PROBLEM TO SOLVE —
Report every line of the material below that contains the word "background", copying each one in full.
--- DATA EXCERPTS ---
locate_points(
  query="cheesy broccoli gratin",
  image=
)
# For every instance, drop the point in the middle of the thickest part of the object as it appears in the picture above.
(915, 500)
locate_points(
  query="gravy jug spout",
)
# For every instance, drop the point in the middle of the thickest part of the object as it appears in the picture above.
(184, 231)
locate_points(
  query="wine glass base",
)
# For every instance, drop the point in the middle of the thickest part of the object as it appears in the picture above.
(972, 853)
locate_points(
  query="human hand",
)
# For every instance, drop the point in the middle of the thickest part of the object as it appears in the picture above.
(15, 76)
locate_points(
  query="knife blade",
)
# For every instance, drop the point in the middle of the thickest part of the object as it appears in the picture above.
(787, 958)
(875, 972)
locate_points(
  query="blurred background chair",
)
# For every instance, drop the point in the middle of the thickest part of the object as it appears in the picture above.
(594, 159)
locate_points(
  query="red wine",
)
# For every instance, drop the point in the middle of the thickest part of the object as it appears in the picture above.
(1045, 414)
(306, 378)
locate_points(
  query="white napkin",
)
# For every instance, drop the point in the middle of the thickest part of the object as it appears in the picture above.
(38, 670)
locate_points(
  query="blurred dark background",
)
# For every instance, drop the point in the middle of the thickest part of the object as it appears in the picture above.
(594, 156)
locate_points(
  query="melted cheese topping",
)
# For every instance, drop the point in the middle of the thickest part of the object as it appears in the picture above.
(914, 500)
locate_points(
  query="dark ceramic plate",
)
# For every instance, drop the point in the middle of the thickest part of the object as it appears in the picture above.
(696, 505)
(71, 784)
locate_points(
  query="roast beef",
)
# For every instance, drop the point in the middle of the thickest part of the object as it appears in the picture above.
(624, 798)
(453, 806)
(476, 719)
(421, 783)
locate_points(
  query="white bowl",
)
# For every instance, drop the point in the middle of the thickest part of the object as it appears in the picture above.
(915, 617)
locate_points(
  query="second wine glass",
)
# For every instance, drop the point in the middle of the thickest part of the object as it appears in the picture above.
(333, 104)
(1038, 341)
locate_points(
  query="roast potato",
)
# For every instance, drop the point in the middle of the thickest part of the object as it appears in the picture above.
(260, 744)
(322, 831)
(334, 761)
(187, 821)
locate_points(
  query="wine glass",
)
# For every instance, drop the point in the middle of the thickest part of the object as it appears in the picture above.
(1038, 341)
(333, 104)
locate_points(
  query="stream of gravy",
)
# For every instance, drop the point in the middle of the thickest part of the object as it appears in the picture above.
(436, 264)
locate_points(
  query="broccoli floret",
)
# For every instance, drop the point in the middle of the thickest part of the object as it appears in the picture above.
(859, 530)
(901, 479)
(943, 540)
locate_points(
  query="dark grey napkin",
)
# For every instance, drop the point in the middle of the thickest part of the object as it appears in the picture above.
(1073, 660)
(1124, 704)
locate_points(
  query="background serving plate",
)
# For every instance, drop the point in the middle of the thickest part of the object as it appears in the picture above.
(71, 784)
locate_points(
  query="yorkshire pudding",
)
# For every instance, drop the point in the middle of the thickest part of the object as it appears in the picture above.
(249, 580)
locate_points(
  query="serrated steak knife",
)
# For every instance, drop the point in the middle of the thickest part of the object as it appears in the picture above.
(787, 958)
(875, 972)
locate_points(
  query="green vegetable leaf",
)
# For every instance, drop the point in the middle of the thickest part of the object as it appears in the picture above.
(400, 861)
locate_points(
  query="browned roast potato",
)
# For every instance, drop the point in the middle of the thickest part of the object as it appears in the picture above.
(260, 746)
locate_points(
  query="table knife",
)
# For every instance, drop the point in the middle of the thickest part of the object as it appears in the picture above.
---
CORRECT RESPONSE —
  query="blurred background chair",
  query="blurred dark background",
  query="background serving plate",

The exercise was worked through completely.